Study text ▸
Many disabling conditions prevent any form of gainful employment. Additionally, these conditions may require special medical care or accommodations. This often creates a financial burden for victims. In extreme cases, people who live with disabilities in Illinois may face financial challenges they cannot meet.
Sadly, one financial advice company recently reported that medical debt is the leading cause of bankruptcy in the U.S., according to the Atlantic. Unfortunately, even people who receive disability benefits for their conditions may face mounting debt. These individuals should understand the potential impact filing bankruptcy could have on their benefits.
If an individual files for Chapter 7 bankruptcy, current and future Social Security Disability benefits are generally protected. Most SSD recipients need these ongoing payments to support themselves and any dependents while they are unable to work gainfully. Thus, these benefits qualify for exemption from the property that a trustee can liquidate to pay off creditors.
Supplemental Security Income payments are also usually exempt from outside claims in Chapter 7 bankruptcy. However, other ongoing disability benefits do not receive the same blanket protection. For example, the amount of private and state disability benefits an individual can receive may be capped. The limit is based on the exemption amount that Illinois laws establish.
There are a few circumstances in which SSD benefits are not automatically exempted or fully safe from loss during bankruptcy. These include:
- Lump sum payments. The benefit recipient must provide documentation to show the payment was backpay from the Social Security Administration. The payment could be taken if it appears to be some other form of income.

Assignment 1 ▸
Do the following statements agree with the text on disability benefits and bankruptcy? Answer yes or no for each and quote the words of the text that decide it.
(a) Current and future Social Security Disability benefits are generally protected when an individual files for Chapter 7 bankruptcy.
(b) Private and state disability benefits receive the same blanket protection as Supplemental Security Income payments.
(c) A lump sum payment could be taken if it appears to be some other form of income.
Assignment 2 ▸ How might the text on disability benefits and bankruptcy go on? Continue it from its last sentence.

Information shown ▸
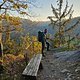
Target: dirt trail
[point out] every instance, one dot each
(60, 66)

Answer 1 ▸
(a) Yes: "If an individual files for Chapter 7 bankruptcy, current and future Social Security Disability benefits are generally protected."
(b) No: "However, other ongoing disability benefits do not receive the same blanket protection."
(c) Yes: "The payment could be taken if it appears to be some other form of income."

Answer 2 ▸
- Excessive lump sum payment. In some jurisdictions, a lump sum SSD payment is only protected if its full value is necessary for the support of the recipient. The trustee may attempt to take any amount that is considered excessive.
- Chapter 13 bankruptcy. Ongoing SSD benefits should also be exempt in this type of bankruptcy. However, benefit payments may be factored into the debt repayment plan, according to AARP. Recipients should look carefully over the plan to make sure their disability benefits have not been treated as disposable income.
Social Security Disability and bankruptcy laws are both complex on their own. Understanding areas of overlap between these laws can be difficult. SSD recipients who face bankruptcy should consider meeting with both a Social Security Disability attorney and a bankruptcy attorney. Doing so can help an individual fully understand the potential costs and consequences of filing bankruptcy.